**Referring expression data:**
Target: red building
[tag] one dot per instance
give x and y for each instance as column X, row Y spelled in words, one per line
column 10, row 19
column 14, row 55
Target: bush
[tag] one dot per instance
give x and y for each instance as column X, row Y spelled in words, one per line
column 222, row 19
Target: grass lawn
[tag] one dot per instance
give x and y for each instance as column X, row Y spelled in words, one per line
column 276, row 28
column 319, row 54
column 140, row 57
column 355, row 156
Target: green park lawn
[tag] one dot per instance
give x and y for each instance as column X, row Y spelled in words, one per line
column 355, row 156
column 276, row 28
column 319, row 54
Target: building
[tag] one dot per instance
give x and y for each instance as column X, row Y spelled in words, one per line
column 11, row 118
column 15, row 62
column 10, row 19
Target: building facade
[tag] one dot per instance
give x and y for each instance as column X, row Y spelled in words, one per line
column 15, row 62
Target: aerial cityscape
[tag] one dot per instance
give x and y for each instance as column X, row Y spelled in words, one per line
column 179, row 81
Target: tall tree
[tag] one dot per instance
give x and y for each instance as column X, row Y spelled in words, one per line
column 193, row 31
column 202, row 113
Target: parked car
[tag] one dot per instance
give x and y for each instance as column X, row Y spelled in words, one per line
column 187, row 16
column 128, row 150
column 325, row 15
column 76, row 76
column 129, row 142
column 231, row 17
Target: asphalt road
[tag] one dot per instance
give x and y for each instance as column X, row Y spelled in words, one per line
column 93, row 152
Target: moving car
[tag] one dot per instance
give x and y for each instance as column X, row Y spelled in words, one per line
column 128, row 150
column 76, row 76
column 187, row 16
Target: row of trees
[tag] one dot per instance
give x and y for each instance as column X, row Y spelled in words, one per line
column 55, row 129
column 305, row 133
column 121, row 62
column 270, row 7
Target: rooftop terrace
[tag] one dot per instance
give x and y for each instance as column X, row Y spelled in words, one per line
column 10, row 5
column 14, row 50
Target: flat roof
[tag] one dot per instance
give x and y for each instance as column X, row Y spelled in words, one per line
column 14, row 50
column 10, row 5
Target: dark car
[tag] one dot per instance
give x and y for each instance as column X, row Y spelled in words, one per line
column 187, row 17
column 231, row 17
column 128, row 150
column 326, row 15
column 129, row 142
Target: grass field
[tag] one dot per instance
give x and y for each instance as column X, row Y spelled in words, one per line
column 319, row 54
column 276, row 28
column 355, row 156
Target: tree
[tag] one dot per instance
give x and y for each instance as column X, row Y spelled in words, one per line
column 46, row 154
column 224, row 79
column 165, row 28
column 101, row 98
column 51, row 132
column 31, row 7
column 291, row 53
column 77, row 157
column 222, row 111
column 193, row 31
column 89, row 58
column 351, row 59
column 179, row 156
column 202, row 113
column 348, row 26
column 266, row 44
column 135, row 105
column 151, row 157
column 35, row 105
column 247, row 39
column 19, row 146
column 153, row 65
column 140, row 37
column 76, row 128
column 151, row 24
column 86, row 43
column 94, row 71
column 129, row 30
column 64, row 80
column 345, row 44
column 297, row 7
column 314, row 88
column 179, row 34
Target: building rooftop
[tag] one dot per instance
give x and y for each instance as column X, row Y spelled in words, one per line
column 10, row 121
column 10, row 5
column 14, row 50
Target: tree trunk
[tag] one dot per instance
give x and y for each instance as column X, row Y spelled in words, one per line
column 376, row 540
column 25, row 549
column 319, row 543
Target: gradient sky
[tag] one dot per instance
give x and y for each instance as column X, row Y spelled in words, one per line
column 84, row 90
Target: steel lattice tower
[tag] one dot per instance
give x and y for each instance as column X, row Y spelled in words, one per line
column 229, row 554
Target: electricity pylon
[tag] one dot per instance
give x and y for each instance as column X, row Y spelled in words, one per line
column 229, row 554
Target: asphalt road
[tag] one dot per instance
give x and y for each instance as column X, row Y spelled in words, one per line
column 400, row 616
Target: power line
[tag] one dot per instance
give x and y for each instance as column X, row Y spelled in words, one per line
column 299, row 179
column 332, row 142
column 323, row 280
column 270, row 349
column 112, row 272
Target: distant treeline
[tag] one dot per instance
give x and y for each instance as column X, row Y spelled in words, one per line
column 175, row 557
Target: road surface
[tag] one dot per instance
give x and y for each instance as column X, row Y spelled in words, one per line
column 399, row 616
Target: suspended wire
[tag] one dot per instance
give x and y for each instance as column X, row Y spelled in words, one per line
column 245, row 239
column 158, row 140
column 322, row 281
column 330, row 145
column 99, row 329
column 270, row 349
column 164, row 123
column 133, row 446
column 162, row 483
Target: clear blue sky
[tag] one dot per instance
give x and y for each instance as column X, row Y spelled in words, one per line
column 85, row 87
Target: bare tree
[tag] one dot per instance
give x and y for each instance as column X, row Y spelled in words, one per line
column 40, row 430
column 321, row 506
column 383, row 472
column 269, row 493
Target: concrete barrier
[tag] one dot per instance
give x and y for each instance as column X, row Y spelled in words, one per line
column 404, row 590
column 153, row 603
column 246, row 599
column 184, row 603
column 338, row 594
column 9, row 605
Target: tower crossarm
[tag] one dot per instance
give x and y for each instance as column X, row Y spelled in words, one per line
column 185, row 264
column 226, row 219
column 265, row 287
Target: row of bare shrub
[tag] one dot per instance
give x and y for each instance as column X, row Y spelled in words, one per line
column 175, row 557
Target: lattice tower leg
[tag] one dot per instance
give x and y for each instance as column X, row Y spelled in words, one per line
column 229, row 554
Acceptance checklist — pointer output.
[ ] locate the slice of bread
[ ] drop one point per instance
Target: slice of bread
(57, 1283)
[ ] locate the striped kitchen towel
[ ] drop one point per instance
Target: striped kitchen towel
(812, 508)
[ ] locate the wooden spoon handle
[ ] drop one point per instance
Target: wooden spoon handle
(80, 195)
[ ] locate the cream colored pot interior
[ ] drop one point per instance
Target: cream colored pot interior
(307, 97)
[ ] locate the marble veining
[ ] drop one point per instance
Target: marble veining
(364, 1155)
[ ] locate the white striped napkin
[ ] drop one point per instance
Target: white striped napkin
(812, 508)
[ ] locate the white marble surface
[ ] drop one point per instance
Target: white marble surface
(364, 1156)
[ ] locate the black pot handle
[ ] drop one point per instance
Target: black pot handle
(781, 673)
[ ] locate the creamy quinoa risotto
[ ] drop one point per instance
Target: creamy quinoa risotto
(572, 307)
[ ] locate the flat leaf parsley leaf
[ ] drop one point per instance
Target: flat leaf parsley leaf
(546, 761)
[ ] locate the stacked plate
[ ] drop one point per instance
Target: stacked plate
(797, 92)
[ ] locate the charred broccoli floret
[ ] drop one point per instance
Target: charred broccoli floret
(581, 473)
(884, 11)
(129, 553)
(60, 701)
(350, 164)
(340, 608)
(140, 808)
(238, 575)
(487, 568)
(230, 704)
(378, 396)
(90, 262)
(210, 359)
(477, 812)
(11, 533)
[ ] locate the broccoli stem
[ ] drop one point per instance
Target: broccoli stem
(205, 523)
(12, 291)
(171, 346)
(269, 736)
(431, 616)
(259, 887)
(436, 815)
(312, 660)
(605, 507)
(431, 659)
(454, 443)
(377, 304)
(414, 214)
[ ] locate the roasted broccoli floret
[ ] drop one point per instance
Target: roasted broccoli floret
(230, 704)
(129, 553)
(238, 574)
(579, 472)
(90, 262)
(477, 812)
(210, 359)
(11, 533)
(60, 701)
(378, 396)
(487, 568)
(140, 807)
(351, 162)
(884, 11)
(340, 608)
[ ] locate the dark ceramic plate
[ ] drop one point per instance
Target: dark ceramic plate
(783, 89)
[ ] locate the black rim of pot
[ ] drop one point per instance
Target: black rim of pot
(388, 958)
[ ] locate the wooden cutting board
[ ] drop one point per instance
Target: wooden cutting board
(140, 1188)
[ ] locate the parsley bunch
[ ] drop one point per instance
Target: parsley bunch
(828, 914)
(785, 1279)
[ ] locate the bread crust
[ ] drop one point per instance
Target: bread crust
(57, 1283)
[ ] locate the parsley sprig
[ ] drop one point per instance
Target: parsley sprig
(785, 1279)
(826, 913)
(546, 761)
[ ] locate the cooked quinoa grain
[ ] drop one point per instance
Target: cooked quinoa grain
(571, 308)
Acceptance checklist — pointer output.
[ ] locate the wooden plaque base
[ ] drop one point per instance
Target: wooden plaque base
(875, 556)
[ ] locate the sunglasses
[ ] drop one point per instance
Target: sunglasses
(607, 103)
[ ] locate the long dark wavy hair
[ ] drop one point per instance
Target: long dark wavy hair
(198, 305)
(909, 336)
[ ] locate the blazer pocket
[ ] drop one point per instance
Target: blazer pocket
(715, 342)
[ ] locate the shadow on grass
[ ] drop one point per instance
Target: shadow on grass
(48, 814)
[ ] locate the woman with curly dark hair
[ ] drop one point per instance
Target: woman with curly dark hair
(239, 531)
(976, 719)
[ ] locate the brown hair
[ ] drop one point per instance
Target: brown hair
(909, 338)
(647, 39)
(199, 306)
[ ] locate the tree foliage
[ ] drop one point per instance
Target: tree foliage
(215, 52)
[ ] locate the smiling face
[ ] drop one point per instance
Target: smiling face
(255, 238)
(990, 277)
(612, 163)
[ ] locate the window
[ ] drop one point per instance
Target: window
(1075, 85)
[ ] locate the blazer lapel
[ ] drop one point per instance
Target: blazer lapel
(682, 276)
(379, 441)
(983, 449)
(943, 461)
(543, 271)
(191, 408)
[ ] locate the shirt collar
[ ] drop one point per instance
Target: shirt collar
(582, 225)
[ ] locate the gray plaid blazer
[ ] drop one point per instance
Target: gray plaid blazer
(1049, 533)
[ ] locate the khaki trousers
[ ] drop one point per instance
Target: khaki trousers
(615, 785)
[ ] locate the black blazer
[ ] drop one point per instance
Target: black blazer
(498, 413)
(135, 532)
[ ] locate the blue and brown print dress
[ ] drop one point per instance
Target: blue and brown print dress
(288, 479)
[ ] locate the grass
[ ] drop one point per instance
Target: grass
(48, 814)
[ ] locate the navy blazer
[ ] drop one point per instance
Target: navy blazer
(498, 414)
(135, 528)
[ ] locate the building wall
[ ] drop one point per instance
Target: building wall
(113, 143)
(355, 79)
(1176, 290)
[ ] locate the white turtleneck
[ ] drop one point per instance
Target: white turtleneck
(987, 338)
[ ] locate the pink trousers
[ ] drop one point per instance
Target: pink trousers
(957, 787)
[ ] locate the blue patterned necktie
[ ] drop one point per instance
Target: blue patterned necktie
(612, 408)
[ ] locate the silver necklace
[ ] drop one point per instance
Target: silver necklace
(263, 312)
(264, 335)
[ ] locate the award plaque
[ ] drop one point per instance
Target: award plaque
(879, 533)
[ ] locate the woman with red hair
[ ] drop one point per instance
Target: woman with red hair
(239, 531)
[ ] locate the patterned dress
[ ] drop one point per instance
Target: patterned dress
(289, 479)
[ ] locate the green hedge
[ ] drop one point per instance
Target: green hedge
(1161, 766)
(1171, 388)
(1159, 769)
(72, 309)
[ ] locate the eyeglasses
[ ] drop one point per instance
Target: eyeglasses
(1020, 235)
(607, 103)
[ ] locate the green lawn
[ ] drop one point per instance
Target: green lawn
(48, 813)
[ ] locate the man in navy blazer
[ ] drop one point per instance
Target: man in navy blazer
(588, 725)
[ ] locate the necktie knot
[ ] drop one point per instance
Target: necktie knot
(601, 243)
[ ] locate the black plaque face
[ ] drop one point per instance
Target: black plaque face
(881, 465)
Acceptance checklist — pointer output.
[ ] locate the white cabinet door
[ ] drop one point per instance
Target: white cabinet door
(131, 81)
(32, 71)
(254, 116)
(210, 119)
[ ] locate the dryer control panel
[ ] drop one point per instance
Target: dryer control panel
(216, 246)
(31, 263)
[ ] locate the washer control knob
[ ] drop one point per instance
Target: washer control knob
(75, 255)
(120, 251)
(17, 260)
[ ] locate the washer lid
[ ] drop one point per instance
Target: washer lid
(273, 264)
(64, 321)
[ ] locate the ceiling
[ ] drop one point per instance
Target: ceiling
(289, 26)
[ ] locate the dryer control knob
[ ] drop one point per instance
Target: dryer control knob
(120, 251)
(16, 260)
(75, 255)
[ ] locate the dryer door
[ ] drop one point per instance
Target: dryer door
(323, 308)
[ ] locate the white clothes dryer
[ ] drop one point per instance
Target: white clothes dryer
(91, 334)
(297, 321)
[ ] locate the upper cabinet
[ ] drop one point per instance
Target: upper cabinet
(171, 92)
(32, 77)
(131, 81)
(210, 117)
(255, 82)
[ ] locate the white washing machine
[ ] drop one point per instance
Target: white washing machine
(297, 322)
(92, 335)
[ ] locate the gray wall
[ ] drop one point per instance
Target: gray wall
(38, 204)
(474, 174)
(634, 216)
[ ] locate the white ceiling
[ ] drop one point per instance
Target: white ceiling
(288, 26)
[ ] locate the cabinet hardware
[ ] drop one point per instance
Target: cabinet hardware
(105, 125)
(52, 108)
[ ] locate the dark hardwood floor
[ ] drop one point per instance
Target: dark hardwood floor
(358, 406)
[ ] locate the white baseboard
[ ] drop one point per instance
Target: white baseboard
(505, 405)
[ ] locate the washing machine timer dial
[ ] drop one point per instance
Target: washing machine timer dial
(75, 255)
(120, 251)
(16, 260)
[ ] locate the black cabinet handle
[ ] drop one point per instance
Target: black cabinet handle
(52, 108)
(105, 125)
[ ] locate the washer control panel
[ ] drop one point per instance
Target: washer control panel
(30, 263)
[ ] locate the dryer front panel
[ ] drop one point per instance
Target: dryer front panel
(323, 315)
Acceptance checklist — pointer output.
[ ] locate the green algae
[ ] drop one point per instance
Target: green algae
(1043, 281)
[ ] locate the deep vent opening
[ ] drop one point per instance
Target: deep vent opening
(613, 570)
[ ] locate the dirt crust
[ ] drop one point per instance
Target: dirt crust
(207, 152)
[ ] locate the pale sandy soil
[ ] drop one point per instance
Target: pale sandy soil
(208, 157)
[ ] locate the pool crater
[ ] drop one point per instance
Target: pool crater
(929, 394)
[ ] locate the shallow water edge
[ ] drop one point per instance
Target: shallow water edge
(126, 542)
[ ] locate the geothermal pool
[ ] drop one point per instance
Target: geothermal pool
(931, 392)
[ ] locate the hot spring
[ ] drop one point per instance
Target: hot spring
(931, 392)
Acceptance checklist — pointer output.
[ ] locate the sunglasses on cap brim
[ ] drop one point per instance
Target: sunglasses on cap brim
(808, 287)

**Required work:** Please copy exactly the lines from the first line of the records above through the line containing "Target: flat roof", including both, and nothing more.

**Response to the task:**
Target: red building
[tag] one dot per instance
give x and y for each instance as column X, row Y spelled in words, one per line
column 10, row 19
column 14, row 55
Target: bush
[tag] one dot per instance
give x and y for each instance as column X, row Y spelled in words, one per line
column 222, row 19
Target: grass lawn
[tag] one dot per instance
give x and y for each instance as column X, row Y spelled in words, one per line
column 276, row 28
column 319, row 54
column 140, row 57
column 355, row 156
Target: green park lawn
[tag] one dot per instance
give x and y for each instance as column X, row Y spelled in words, one per line
column 355, row 156
column 276, row 28
column 319, row 54
Target: building
[tag] one dot per instance
give x and y for each instance as column X, row Y spelled in words, one per line
column 11, row 118
column 15, row 62
column 10, row 19
Target: building facade
[tag] one dot per instance
give x and y for each instance as column X, row Y spelled in words, one per line
column 15, row 62
Target: aerial cityscape
[tag] one dot per instance
give x and y for each instance as column X, row Y spelled in words, one per line
column 179, row 81
Target: tall tree
[tag] one dot per instance
give x and y for each instance as column X, row Y spelled in words, one per line
column 193, row 31
column 202, row 113
Target: parked car
[tag] one dot per instance
give x and y for each instance as column X, row Y spelled in words, one per line
column 187, row 16
column 128, row 150
column 325, row 15
column 76, row 76
column 129, row 142
column 231, row 17
Target: asphalt road
[tag] one dot per instance
give x and y for each instance as column X, row Y spelled in words, one per line
column 93, row 152
Target: moving car
[tag] one dot per instance
give x and y for each instance as column X, row Y spelled in words, one per line
column 128, row 150
column 76, row 76
column 187, row 16
Target: row of trees
[tag] one dot per instance
give x and y for each instance as column X, row Y spelled in words, one per line
column 55, row 129
column 305, row 133
column 121, row 62
column 270, row 7
Target: rooftop terrace
[tag] one dot per instance
give x and y for each instance as column X, row Y spelled in words, one per line
column 10, row 5
column 14, row 50
Target: flat roof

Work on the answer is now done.